### Text excerpt
More than 20,000 captives were said to be imprisoned in Algiers alone. The rich were often able to secure release through ransom, but the poor were condemned to slavery. Their masters would on occasion allow them to secure freedom by professing Islam. A long list might be given of people of good social position, not only Italians or Spaniards, but German or English travelers in the south, who were captives for a time.[12] While the chief victims were the inhabitants of the coasts of Sicily, Naples and Spain, all traders of nations which did not pay tribute for immunity or force the Barbary States to leave them alone were liable to be taken at sea. Religious orders — the Redemptorists and Lazarists — worked for the redemption of captives, and in many countries, the wealthy left legacies to support such redemptions.

An action between an English ship and vessels of the Barbary Corsairs
Lieve Pietersz Verschuier, Dutch ships bomb Tripoli in a punitive expedition against the Barbary pirates, c. 1670

Barbary piracy thrived on the competition among European powers. France encouraged the corsairs against Spain, and later Britain and Holland supported them against France. By the second half of the 17th century, the greater European naval powers were able to strike back effectively enough to intimidate the Barbary States into making peace with them. However, those countries' commercial interests benefited by the pirates continuing attacks on their competitors. As a result, they did not cooperate to impose a more general cessation of corsair activity.

England was the most successful of the Christian states in dealing with the corsair threat.[citation needed] From the 1630s onwards England had signed peace treaties with the Barbary States on various occasions, but invariably breaches of these agreements led to renewed wars. A particular bone of contention was the tendency of foreign ships to pose as English to avoid attack. However, growing English naval power and increasingly persistent operations against the corsairs proved increasingly costly for the Barbary States. During the reign of Charles II, a series of English expeditions won victories over raiding Barbary squadrons and mounted attacks on their home ports; these actions permanently ended the Barbary threat to English shipping. In 1675 a Royal Navy squadron led by Sir John Narborough negotiated a lasting peace with Tunis and, after bombarding the city to induce compliance, with Tripoli. Peace with Salé followed in 1676.

### Data excerpt
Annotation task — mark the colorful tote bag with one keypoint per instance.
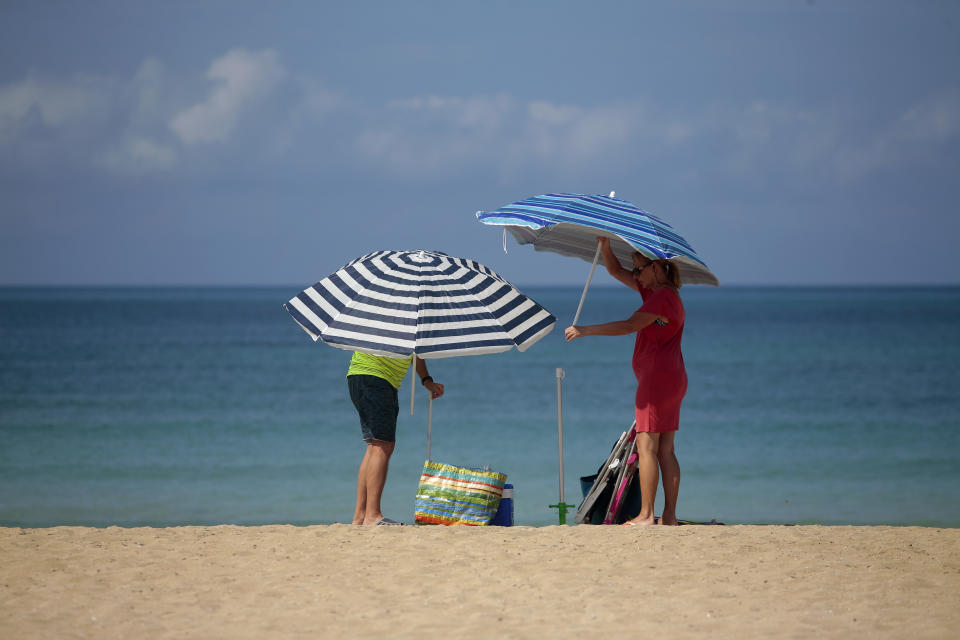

### Written request
In the text on Barbary piracy, who led the Royal Navy squadron that negotiated a lasting peace with Tunis in 1675?

### Result of the task
Sir John Narborough